Wilkes-Barre General Hospital is Northeastern Pennsylvania's largest community hospital with 369 beds and a medical staff of more than 400 physicians representing nearly 50 medical and surgical specialties. It is a member of the Commonwealth Health Network. Wilkes-Barre specializes in cardiovascular care, but also manages patients with oncological, and renal disease among others.

Tenor Health purchased Wilkes-Barre General Hospital in February 2026.

==History==
The hospital opened on October 10, 1872, as Wilkes-Barre City Hospital. In its first years it was maintained entirely by voluntary subscriptions, until state appropriations began in 1874. In 1875, a four-acre tract on River Street near Mill Creek was donated by John Welles Hollenback for a permanent facility. A new hospital building providing space for approximately 75 to 100 patients was constructed on the site and opened on April 1, 1876. The institution expanded steadily over the following decades; by 1926 it had grown to a capacity of 325 beds.

The name changed to Wilkes-Barre General Hospital in 1925.

During the late nineteenth and early twentieth centuries, Hollenback remained closely associated with the institution, serving as one of its original incorporators in 1873 and continuing as a director for fifty years. He held leadership roles on the hospital’s board, serving as vice-president from 1892 to 1903 and as president from 1903 to 1908.

## Task instructions
Repeat the part of the Wilkes-Barre General Hospital text starting with "Wilkes-Barre General Hospital is" and going on through "in February 2026.". The listing that comes next has no connection to the hospital history.

## Given records

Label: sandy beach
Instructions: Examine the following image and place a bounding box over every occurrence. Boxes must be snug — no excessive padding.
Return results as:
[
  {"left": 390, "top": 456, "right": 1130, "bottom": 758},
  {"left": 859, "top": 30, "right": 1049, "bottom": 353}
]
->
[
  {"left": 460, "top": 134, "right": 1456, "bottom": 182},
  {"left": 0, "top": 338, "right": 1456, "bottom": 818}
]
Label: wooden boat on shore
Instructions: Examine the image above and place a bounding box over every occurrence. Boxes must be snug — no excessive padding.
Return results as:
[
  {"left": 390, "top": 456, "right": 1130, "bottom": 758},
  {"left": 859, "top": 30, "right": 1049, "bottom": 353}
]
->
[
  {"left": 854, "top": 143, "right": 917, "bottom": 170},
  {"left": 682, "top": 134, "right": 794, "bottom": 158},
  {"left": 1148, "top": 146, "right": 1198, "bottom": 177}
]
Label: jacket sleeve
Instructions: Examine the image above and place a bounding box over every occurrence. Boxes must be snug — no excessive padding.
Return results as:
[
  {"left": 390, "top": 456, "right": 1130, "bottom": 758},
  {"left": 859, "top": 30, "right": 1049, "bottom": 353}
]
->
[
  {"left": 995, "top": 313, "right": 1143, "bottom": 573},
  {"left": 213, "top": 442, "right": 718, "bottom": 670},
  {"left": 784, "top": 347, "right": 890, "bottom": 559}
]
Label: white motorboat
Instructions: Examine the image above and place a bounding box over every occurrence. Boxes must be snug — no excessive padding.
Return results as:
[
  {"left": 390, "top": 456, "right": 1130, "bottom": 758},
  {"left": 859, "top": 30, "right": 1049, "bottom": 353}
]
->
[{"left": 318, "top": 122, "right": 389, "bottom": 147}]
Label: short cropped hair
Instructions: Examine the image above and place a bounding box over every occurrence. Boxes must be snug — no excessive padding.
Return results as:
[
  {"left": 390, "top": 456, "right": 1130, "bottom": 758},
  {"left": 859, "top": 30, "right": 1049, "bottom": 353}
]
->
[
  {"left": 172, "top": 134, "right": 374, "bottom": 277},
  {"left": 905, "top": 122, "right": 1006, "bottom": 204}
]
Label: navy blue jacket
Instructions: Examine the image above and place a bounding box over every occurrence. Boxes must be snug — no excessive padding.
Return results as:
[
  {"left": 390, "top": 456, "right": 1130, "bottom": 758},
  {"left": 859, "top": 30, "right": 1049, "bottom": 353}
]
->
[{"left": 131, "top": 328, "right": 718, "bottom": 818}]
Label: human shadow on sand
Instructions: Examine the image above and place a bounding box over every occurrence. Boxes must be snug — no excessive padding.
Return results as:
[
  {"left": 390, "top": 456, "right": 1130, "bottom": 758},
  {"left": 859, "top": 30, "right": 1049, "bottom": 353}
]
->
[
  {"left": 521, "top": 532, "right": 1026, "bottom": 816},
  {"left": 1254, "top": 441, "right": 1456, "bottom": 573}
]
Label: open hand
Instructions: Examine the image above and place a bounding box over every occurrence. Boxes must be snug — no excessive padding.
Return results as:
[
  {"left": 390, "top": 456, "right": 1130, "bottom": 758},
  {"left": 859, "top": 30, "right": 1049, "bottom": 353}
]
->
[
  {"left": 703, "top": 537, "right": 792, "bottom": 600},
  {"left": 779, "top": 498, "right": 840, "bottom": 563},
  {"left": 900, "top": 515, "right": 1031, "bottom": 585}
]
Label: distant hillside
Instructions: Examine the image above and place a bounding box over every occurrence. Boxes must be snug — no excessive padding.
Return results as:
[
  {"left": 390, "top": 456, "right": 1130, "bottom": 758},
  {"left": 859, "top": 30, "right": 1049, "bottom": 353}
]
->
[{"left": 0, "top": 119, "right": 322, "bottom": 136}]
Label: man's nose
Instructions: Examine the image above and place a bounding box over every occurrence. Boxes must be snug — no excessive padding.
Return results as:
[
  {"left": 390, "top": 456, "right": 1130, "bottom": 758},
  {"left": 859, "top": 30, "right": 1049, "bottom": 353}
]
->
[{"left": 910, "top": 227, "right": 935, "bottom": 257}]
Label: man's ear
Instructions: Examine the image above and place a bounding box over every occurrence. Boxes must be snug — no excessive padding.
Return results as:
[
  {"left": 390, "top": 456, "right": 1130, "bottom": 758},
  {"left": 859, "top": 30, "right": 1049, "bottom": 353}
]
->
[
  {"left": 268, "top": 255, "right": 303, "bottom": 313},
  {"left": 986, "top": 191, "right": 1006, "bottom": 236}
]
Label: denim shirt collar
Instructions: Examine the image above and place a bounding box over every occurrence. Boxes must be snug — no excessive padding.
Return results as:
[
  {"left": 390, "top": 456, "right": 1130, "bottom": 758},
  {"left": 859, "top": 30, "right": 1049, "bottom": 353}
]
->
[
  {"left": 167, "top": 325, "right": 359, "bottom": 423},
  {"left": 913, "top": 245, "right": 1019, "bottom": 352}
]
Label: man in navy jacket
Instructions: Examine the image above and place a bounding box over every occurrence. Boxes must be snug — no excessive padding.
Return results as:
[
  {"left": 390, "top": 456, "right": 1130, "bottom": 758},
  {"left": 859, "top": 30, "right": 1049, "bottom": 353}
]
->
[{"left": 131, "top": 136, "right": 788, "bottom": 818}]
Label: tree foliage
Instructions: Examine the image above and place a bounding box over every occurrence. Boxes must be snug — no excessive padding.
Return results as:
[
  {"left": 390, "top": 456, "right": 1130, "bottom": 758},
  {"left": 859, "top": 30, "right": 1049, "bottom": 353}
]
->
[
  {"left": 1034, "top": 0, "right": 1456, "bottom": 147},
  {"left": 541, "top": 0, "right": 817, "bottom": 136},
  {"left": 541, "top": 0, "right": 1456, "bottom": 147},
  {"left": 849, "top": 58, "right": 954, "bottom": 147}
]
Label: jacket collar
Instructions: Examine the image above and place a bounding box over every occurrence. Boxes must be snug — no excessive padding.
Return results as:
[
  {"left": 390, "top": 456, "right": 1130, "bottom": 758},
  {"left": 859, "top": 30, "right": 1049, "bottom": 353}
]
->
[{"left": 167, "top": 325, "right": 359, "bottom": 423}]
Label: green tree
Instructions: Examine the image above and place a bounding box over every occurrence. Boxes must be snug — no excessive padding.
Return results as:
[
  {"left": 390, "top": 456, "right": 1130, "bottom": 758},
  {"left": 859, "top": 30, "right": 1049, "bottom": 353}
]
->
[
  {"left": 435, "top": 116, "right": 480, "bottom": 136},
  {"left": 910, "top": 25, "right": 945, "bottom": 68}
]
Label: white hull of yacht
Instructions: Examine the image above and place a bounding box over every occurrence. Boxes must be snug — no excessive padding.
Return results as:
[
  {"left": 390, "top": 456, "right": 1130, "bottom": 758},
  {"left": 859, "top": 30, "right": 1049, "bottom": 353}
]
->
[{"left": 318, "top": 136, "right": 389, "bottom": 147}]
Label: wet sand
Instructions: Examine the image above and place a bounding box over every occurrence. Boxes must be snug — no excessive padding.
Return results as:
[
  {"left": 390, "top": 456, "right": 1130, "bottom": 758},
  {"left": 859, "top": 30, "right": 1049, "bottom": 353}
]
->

## Task result
Wilkes-Barre General Hospital is Northeastern Pennsylvania's largest community hospital with 369 beds and a medical staff of more than 400 physicians representing nearly 50 medical and surgical specialties. It is a member of the Commonwealth Health Network. Wilkes-Barre specializes in cardiovascular care, but also manages patients with oncological, and renal disease among others.

Tenor Health purchased Wilkes-Barre General Hospital in February 2026.